WHAT IS BEING ASKED » Render part of the material below as a JSON list of strings, one string per line and no blank lines. Begin at the line that contains "it: point(781, 462)." and stop after the line that contains "point(29, 394)", including both of those lines.

━━ INPUT FOR THIS TASK

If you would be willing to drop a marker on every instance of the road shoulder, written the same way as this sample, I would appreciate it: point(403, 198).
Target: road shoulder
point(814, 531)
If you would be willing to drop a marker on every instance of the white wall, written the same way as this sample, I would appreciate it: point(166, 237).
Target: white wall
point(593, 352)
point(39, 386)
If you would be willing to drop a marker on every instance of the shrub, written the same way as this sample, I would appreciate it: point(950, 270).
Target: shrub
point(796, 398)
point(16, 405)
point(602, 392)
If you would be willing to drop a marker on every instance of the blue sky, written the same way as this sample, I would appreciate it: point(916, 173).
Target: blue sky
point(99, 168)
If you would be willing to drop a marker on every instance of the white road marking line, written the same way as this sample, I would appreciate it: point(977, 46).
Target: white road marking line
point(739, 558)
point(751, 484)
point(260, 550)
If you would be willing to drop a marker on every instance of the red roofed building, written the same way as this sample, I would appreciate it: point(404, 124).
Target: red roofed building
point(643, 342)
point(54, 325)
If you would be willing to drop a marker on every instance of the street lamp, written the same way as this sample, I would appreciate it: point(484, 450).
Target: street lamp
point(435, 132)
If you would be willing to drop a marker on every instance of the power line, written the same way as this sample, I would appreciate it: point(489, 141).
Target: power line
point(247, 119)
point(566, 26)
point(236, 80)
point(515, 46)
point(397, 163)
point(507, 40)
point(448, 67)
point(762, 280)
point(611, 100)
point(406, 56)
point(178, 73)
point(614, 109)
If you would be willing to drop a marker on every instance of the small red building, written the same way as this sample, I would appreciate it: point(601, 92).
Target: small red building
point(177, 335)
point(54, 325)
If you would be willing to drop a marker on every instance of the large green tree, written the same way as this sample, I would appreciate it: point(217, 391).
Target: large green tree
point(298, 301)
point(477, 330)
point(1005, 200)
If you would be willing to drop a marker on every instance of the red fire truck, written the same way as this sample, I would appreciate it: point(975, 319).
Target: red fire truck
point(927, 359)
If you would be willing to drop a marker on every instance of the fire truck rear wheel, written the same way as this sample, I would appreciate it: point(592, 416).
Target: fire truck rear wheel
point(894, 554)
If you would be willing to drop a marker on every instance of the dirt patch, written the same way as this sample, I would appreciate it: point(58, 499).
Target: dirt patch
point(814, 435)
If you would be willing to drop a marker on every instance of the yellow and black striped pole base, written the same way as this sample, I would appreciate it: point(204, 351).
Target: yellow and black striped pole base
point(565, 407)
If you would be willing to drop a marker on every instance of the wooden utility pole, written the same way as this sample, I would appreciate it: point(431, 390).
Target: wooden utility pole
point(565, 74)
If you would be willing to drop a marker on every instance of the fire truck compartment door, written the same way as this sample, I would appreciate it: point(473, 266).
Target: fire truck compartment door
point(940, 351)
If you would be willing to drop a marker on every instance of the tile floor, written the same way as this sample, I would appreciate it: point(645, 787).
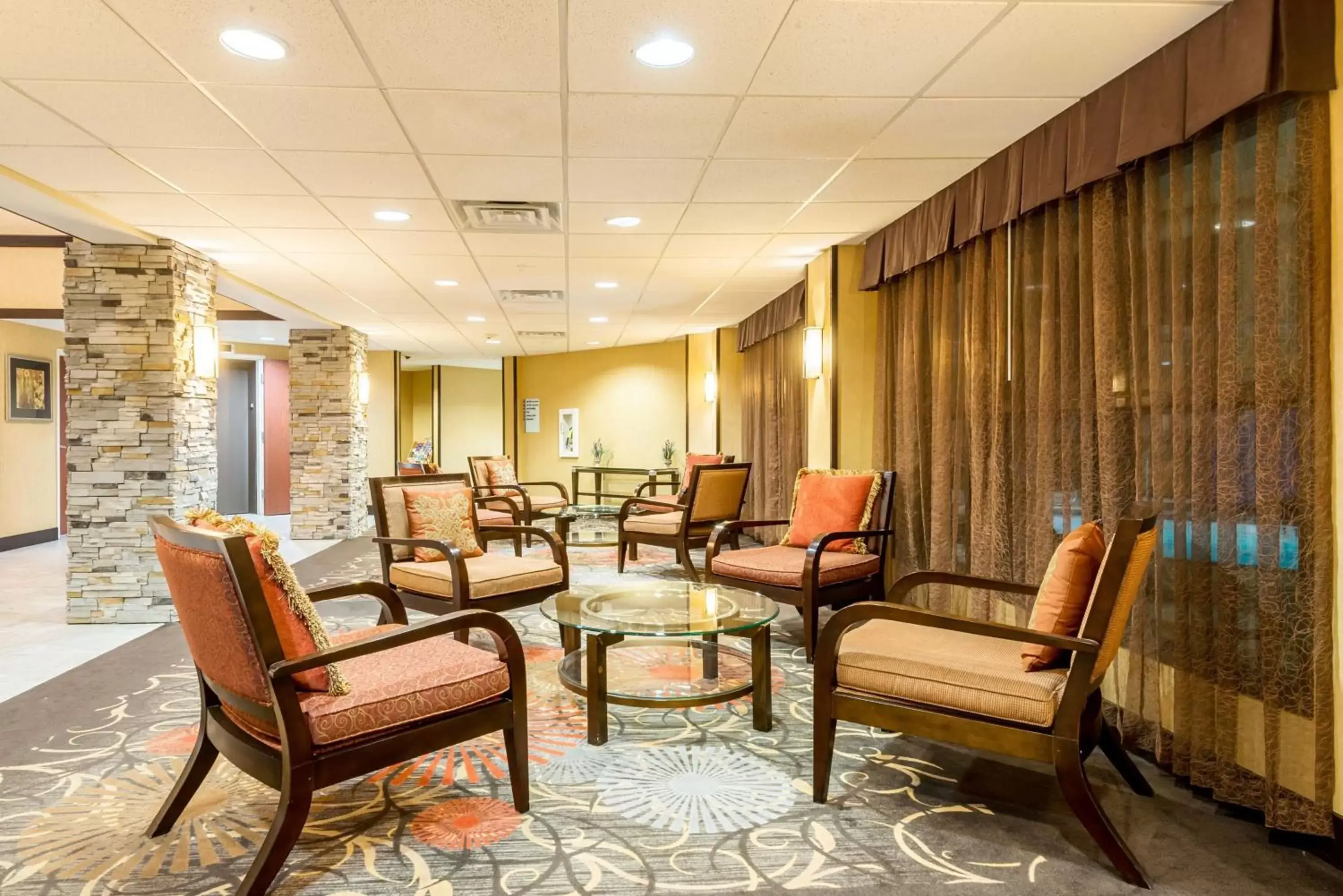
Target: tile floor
point(37, 644)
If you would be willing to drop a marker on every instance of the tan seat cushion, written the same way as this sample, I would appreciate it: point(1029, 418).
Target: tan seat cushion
point(951, 670)
point(781, 565)
point(489, 574)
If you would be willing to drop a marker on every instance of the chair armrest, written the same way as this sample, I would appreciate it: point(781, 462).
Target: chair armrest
point(565, 492)
point(505, 641)
point(393, 608)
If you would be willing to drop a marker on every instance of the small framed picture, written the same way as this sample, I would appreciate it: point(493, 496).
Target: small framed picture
point(569, 431)
point(29, 394)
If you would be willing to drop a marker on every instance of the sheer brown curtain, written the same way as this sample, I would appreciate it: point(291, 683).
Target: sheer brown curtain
point(774, 425)
point(1162, 339)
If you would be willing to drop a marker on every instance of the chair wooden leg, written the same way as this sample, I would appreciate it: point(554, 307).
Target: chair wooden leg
point(1114, 750)
point(296, 798)
point(192, 774)
point(1078, 792)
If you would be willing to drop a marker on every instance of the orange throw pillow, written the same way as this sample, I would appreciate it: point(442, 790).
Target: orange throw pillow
point(1064, 593)
point(297, 625)
point(442, 512)
point(832, 502)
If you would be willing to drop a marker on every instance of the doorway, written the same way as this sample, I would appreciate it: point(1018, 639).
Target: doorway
point(237, 435)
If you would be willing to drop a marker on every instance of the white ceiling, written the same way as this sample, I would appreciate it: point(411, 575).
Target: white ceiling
point(798, 124)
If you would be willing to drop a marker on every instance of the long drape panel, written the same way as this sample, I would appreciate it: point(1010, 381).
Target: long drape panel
point(774, 425)
point(1161, 340)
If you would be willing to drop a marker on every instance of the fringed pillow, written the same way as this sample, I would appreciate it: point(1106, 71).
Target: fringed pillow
point(297, 624)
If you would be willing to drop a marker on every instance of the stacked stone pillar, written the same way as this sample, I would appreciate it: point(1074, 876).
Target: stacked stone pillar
point(328, 434)
point(140, 422)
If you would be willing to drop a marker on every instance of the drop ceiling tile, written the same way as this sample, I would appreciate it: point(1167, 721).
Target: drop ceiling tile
point(513, 43)
point(218, 171)
point(859, 49)
point(144, 210)
point(735, 218)
point(358, 213)
point(738, 180)
point(26, 123)
point(140, 115)
point(358, 174)
point(81, 170)
point(327, 119)
point(855, 218)
point(481, 124)
point(654, 218)
point(308, 239)
point(497, 178)
point(618, 245)
point(646, 125)
point(320, 49)
point(805, 127)
point(272, 211)
point(1064, 49)
point(715, 245)
point(652, 180)
point(518, 245)
point(728, 39)
point(961, 128)
point(413, 242)
point(90, 43)
point(895, 179)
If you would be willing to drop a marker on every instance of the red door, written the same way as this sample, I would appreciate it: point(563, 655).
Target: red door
point(276, 451)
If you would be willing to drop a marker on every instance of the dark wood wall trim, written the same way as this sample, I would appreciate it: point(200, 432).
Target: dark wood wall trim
point(29, 539)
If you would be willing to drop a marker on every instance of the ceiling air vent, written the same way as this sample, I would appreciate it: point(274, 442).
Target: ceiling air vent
point(504, 217)
point(534, 296)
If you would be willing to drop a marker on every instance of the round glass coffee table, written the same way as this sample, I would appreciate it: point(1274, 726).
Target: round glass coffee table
point(657, 645)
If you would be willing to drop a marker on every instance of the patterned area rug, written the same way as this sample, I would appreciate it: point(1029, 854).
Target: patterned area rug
point(676, 802)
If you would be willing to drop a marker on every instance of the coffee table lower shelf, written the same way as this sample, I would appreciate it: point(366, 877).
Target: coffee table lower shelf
point(586, 672)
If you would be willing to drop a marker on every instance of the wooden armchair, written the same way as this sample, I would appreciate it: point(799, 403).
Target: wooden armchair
point(715, 495)
point(491, 581)
point(961, 680)
point(410, 691)
point(808, 578)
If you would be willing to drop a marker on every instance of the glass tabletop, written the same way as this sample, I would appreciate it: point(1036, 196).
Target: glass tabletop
point(668, 609)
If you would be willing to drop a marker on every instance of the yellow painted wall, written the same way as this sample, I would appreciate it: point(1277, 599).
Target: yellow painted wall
point(30, 486)
point(701, 417)
point(472, 407)
point(382, 414)
point(632, 398)
point(856, 370)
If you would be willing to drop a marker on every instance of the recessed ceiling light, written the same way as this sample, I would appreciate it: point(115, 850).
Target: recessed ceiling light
point(253, 45)
point(665, 53)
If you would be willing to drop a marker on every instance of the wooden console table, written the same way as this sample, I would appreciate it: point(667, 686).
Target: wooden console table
point(597, 494)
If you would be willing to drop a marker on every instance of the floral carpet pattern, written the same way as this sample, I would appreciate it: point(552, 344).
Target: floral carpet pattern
point(679, 801)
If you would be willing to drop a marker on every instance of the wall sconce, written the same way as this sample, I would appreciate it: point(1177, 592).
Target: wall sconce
point(205, 350)
point(812, 352)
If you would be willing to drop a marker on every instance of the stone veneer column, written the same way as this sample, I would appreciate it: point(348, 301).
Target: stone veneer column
point(328, 430)
point(140, 422)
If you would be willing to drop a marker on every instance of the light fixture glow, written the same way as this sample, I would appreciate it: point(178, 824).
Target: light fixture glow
point(667, 53)
point(253, 45)
point(812, 352)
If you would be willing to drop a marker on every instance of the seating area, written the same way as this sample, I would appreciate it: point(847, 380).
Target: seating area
point(642, 448)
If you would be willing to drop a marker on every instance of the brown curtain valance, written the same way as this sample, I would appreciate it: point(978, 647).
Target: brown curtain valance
point(779, 315)
point(1244, 51)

━━━━

SOLVED PROBLEM »
[
  "If you would be willing to drop a marker on every instance of the chair armrest, written the same way as this sample, I would appreciate it: point(781, 462).",
  "Target: chair armrest",
  "point(565, 492)",
  "point(505, 641)",
  "point(393, 608)",
  "If you would be willing to drop a marker on every instance of the small framed picture, written the same way as this sample, I would appreciate it: point(493, 496).",
  "Target: small framed picture",
  "point(569, 431)",
  "point(29, 394)"
]